Task prompt:
Return exactly, please, the lines from the one containing "Is there at least one stamen" to the last line of the entries below, and nothing else, leaving pictures out.
Available records Block Start
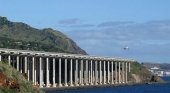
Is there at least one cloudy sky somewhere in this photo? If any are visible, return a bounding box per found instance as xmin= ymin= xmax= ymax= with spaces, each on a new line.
xmin=0 ymin=0 xmax=170 ymax=63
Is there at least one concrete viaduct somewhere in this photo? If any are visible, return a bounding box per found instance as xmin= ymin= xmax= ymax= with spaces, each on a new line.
xmin=0 ymin=48 xmax=135 ymax=88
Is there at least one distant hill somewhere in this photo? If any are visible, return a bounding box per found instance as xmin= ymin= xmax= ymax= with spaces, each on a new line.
xmin=142 ymin=62 xmax=170 ymax=70
xmin=0 ymin=16 xmax=87 ymax=54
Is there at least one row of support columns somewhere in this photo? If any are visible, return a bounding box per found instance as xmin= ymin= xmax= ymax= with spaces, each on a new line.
xmin=0 ymin=53 xmax=131 ymax=88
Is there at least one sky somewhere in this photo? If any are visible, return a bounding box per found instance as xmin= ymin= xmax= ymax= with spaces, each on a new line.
xmin=0 ymin=0 xmax=170 ymax=63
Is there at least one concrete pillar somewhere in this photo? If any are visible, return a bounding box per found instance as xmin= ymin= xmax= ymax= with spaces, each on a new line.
xmin=59 ymin=58 xmax=62 ymax=87
xmin=88 ymin=70 xmax=90 ymax=84
xmin=46 ymin=57 xmax=49 ymax=87
xmin=118 ymin=62 xmax=121 ymax=83
xmin=64 ymin=59 xmax=68 ymax=86
xmin=93 ymin=70 xmax=94 ymax=84
xmin=75 ymin=59 xmax=78 ymax=86
xmin=24 ymin=56 xmax=27 ymax=73
xmin=32 ymin=57 xmax=35 ymax=84
xmin=52 ymin=58 xmax=56 ymax=87
xmin=115 ymin=62 xmax=117 ymax=84
xmin=34 ymin=59 xmax=37 ymax=85
xmin=0 ymin=54 xmax=1 ymax=62
xmin=12 ymin=56 xmax=15 ymax=67
xmin=35 ymin=69 xmax=37 ymax=85
xmin=8 ymin=55 xmax=11 ymax=65
xmin=20 ymin=57 xmax=22 ymax=73
xmin=16 ymin=56 xmax=19 ymax=71
xmin=103 ymin=61 xmax=106 ymax=84
xmin=111 ymin=61 xmax=114 ymax=84
xmin=129 ymin=62 xmax=131 ymax=72
xmin=95 ymin=60 xmax=98 ymax=85
xmin=80 ymin=60 xmax=84 ymax=85
xmin=107 ymin=61 xmax=110 ymax=84
xmin=90 ymin=60 xmax=93 ymax=85
xmin=99 ymin=61 xmax=102 ymax=84
xmin=122 ymin=62 xmax=125 ymax=83
xmin=125 ymin=62 xmax=128 ymax=83
xmin=27 ymin=57 xmax=30 ymax=81
xmin=85 ymin=60 xmax=89 ymax=85
xmin=39 ymin=57 xmax=43 ymax=88
xmin=70 ymin=59 xmax=73 ymax=86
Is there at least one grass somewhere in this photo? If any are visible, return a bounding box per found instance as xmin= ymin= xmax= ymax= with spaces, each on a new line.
xmin=0 ymin=61 xmax=43 ymax=93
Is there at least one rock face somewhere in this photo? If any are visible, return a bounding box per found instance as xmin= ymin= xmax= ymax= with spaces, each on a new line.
xmin=0 ymin=16 xmax=87 ymax=54
xmin=0 ymin=72 xmax=20 ymax=92
xmin=129 ymin=62 xmax=164 ymax=83
xmin=0 ymin=72 xmax=7 ymax=87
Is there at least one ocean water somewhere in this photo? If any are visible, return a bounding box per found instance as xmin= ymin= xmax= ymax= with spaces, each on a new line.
xmin=44 ymin=77 xmax=170 ymax=93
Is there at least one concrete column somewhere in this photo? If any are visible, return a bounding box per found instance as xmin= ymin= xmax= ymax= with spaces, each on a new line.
xmin=129 ymin=62 xmax=131 ymax=72
xmin=90 ymin=60 xmax=93 ymax=85
xmin=95 ymin=60 xmax=98 ymax=85
xmin=93 ymin=70 xmax=94 ymax=84
xmin=46 ymin=57 xmax=49 ymax=87
xmin=27 ymin=57 xmax=30 ymax=81
xmin=64 ymin=59 xmax=68 ymax=86
xmin=125 ymin=62 xmax=128 ymax=83
xmin=24 ymin=56 xmax=27 ymax=73
xmin=34 ymin=59 xmax=37 ymax=85
xmin=79 ymin=61 xmax=81 ymax=85
xmin=107 ymin=61 xmax=110 ymax=84
xmin=39 ymin=57 xmax=43 ymax=88
xmin=99 ymin=61 xmax=102 ymax=84
xmin=52 ymin=58 xmax=56 ymax=87
xmin=70 ymin=59 xmax=73 ymax=86
xmin=85 ymin=60 xmax=89 ymax=85
xmin=35 ymin=69 xmax=37 ymax=85
xmin=115 ymin=62 xmax=117 ymax=84
xmin=111 ymin=61 xmax=114 ymax=84
xmin=16 ymin=56 xmax=19 ymax=71
xmin=20 ymin=57 xmax=22 ymax=73
xmin=118 ymin=62 xmax=121 ymax=83
xmin=59 ymin=58 xmax=62 ymax=87
xmin=32 ymin=57 xmax=35 ymax=84
xmin=12 ymin=56 xmax=15 ymax=67
xmin=0 ymin=54 xmax=1 ymax=62
xmin=80 ymin=60 xmax=84 ymax=85
xmin=8 ymin=55 xmax=11 ymax=65
xmin=75 ymin=59 xmax=78 ymax=86
xmin=122 ymin=62 xmax=125 ymax=83
xmin=88 ymin=70 xmax=90 ymax=84
xmin=103 ymin=61 xmax=106 ymax=84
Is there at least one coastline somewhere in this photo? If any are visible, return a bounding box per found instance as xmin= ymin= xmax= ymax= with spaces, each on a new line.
xmin=42 ymin=81 xmax=166 ymax=92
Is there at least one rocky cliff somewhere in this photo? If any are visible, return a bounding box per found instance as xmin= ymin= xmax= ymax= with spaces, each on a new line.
xmin=129 ymin=62 xmax=164 ymax=83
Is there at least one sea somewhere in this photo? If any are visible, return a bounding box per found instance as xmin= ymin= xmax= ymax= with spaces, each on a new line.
xmin=44 ymin=77 xmax=170 ymax=93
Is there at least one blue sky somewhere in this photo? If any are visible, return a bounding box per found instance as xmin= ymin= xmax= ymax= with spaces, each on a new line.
xmin=0 ymin=0 xmax=170 ymax=63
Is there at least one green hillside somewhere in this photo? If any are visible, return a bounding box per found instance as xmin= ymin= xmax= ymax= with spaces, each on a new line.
xmin=0 ymin=61 xmax=42 ymax=93
xmin=0 ymin=16 xmax=87 ymax=54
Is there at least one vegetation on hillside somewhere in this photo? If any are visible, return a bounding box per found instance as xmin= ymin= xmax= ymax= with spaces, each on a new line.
xmin=130 ymin=62 xmax=164 ymax=83
xmin=0 ymin=16 xmax=87 ymax=54
xmin=0 ymin=61 xmax=42 ymax=93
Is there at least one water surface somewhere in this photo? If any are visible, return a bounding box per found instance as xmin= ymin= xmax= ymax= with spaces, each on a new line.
xmin=44 ymin=77 xmax=170 ymax=93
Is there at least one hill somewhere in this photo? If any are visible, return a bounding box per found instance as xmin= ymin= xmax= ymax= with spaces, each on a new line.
xmin=0 ymin=61 xmax=42 ymax=93
xmin=142 ymin=62 xmax=170 ymax=71
xmin=129 ymin=62 xmax=164 ymax=83
xmin=0 ymin=16 xmax=87 ymax=54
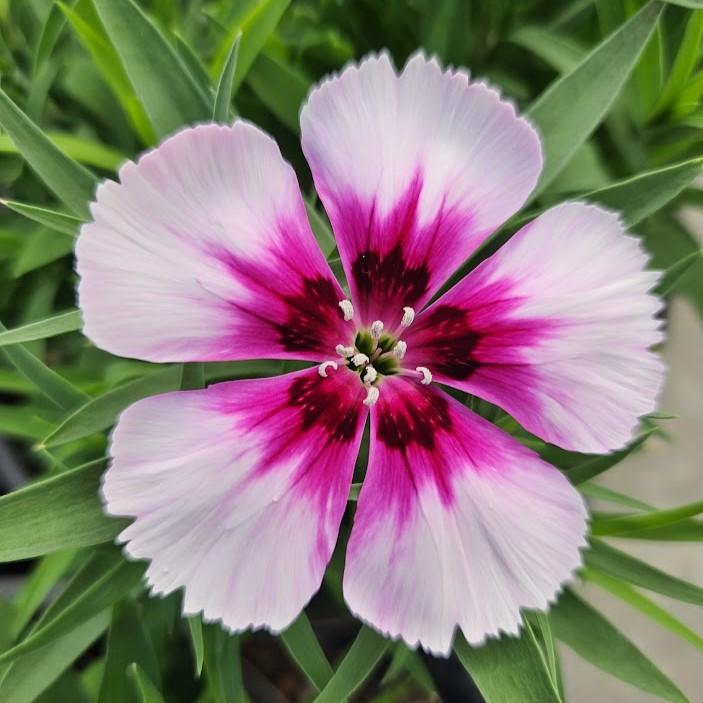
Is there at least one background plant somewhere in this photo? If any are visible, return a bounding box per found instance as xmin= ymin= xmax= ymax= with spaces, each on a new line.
xmin=0 ymin=0 xmax=702 ymax=701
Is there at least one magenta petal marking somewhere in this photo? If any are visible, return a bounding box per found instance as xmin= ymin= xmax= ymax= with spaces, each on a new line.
xmin=343 ymin=376 xmax=587 ymax=655
xmin=76 ymin=122 xmax=347 ymax=364
xmin=300 ymin=52 xmax=542 ymax=323
xmin=404 ymin=201 xmax=665 ymax=453
xmin=103 ymin=367 xmax=368 ymax=634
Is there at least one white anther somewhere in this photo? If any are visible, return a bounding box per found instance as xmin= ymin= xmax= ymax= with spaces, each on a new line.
xmin=338 ymin=299 xmax=354 ymax=321
xmin=393 ymin=341 xmax=407 ymax=359
xmin=370 ymin=320 xmax=384 ymax=338
xmin=318 ymin=361 xmax=338 ymax=377
xmin=363 ymin=385 xmax=380 ymax=406
xmin=335 ymin=344 xmax=354 ymax=358
xmin=363 ymin=366 xmax=378 ymax=384
xmin=416 ymin=366 xmax=432 ymax=385
xmin=351 ymin=352 xmax=369 ymax=367
xmin=401 ymin=306 xmax=415 ymax=327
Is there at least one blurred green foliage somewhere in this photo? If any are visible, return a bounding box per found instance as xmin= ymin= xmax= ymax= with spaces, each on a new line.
xmin=0 ymin=0 xmax=702 ymax=701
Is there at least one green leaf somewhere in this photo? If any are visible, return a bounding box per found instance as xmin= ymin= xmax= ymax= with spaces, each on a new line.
xmin=664 ymin=1 xmax=703 ymax=8
xmin=550 ymin=590 xmax=688 ymax=702
xmin=587 ymin=539 xmax=703 ymax=605
xmin=34 ymin=2 xmax=73 ymax=76
xmin=246 ymin=50 xmax=310 ymax=133
xmin=313 ymin=627 xmax=389 ymax=703
xmin=592 ymin=499 xmax=703 ymax=536
xmin=41 ymin=365 xmax=183 ymax=448
xmin=0 ymin=132 xmax=124 ymax=171
xmin=186 ymin=617 xmax=204 ymax=677
xmin=0 ymin=611 xmax=110 ymax=703
xmin=584 ymin=157 xmax=703 ymax=225
xmin=93 ymin=0 xmax=211 ymax=138
xmin=1 ymin=199 xmax=83 ymax=236
xmin=565 ymin=426 xmax=658 ymax=485
xmin=657 ymin=249 xmax=703 ymax=295
xmin=528 ymin=1 xmax=663 ymax=196
xmin=0 ymin=88 xmax=96 ymax=217
xmin=127 ymin=664 xmax=165 ymax=703
xmin=59 ymin=0 xmax=155 ymax=146
xmin=579 ymin=482 xmax=653 ymax=511
xmin=583 ymin=568 xmax=703 ymax=651
xmin=0 ymin=556 xmax=143 ymax=665
xmin=0 ymin=320 xmax=88 ymax=411
xmin=212 ymin=0 xmax=291 ymax=93
xmin=10 ymin=551 xmax=75 ymax=638
xmin=99 ymin=600 xmax=159 ymax=703
xmin=0 ymin=459 xmax=126 ymax=562
xmin=455 ymin=628 xmax=562 ymax=703
xmin=213 ymin=33 xmax=241 ymax=123
xmin=281 ymin=613 xmax=334 ymax=693
xmin=510 ymin=26 xmax=585 ymax=73
xmin=0 ymin=310 xmax=81 ymax=348
xmin=306 ymin=199 xmax=336 ymax=257
xmin=203 ymin=624 xmax=246 ymax=703
xmin=655 ymin=10 xmax=703 ymax=115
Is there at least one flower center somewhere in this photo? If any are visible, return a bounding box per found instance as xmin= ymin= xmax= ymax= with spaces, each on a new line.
xmin=319 ymin=300 xmax=432 ymax=406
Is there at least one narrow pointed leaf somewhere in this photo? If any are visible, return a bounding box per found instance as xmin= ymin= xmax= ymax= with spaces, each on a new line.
xmin=0 ymin=559 xmax=143 ymax=664
xmin=306 ymin=199 xmax=336 ymax=257
xmin=186 ymin=617 xmax=204 ymax=677
xmin=550 ymin=590 xmax=688 ymax=702
xmin=247 ymin=50 xmax=310 ymax=132
xmin=93 ymin=0 xmax=211 ymax=138
xmin=592 ymin=499 xmax=703 ymax=536
xmin=281 ymin=614 xmax=334 ymax=693
xmin=584 ymin=569 xmax=703 ymax=651
xmin=213 ymin=34 xmax=240 ymax=123
xmin=579 ymin=483 xmax=653 ymax=511
xmin=455 ymin=629 xmax=562 ymax=703
xmin=584 ymin=157 xmax=703 ymax=225
xmin=565 ymin=427 xmax=658 ymax=485
xmin=41 ymin=365 xmax=182 ymax=448
xmin=657 ymin=249 xmax=702 ymax=295
xmin=212 ymin=0 xmax=291 ymax=92
xmin=0 ymin=311 xmax=81 ymax=348
xmin=0 ymin=321 xmax=88 ymax=411
xmin=0 ymin=612 xmax=110 ymax=703
xmin=99 ymin=600 xmax=159 ymax=703
xmin=0 ymin=132 xmax=124 ymax=171
xmin=10 ymin=551 xmax=75 ymax=638
xmin=587 ymin=539 xmax=703 ymax=605
xmin=127 ymin=664 xmax=166 ymax=703
xmin=655 ymin=9 xmax=703 ymax=115
xmin=528 ymin=1 xmax=663 ymax=196
xmin=0 ymin=88 xmax=95 ymax=217
xmin=58 ymin=0 xmax=155 ymax=145
xmin=203 ymin=625 xmax=246 ymax=703
xmin=0 ymin=459 xmax=125 ymax=562
xmin=313 ymin=627 xmax=389 ymax=703
xmin=1 ymin=200 xmax=82 ymax=237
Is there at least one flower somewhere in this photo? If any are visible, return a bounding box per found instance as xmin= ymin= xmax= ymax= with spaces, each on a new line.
xmin=75 ymin=52 xmax=664 ymax=656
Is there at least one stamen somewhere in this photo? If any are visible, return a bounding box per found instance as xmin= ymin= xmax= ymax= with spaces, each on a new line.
xmin=401 ymin=306 xmax=415 ymax=327
xmin=363 ymin=385 xmax=380 ymax=406
xmin=318 ymin=361 xmax=338 ymax=378
xmin=393 ymin=341 xmax=407 ymax=359
xmin=363 ymin=366 xmax=377 ymax=384
xmin=416 ymin=366 xmax=432 ymax=385
xmin=335 ymin=344 xmax=354 ymax=358
xmin=370 ymin=320 xmax=384 ymax=339
xmin=351 ymin=352 xmax=370 ymax=367
xmin=338 ymin=299 xmax=354 ymax=321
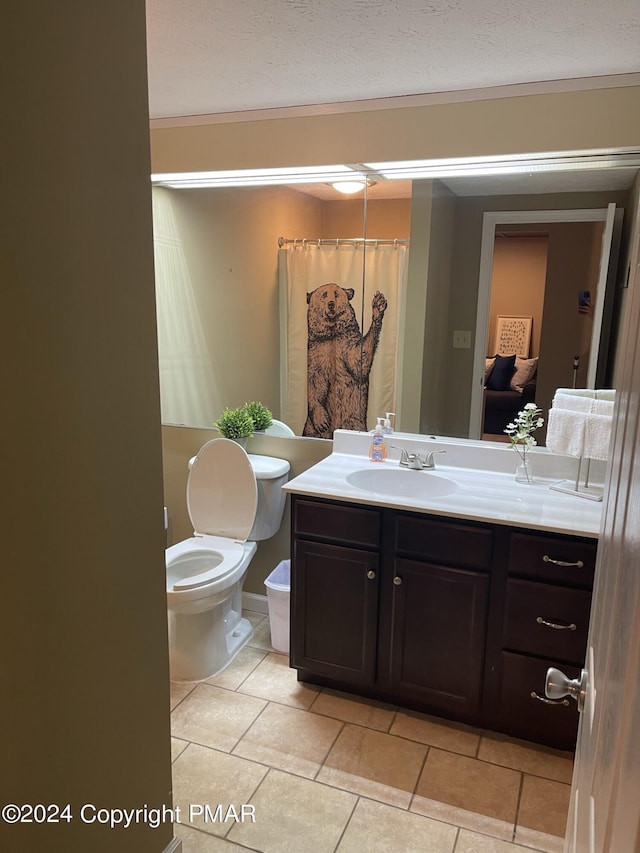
Available records Block End
Answer section:
Is there at least one stamen somewhere in this photo? If any are visible, return a bounding box per found instance as xmin= ymin= xmax= ymax= with spaces, each on a new line.
xmin=401 ymin=306 xmax=415 ymax=327
xmin=363 ymin=385 xmax=380 ymax=406
xmin=318 ymin=361 xmax=338 ymax=378
xmin=393 ymin=341 xmax=407 ymax=359
xmin=363 ymin=366 xmax=377 ymax=384
xmin=416 ymin=366 xmax=432 ymax=385
xmin=335 ymin=344 xmax=354 ymax=358
xmin=370 ymin=320 xmax=384 ymax=339
xmin=351 ymin=352 xmax=370 ymax=367
xmin=338 ymin=299 xmax=354 ymax=321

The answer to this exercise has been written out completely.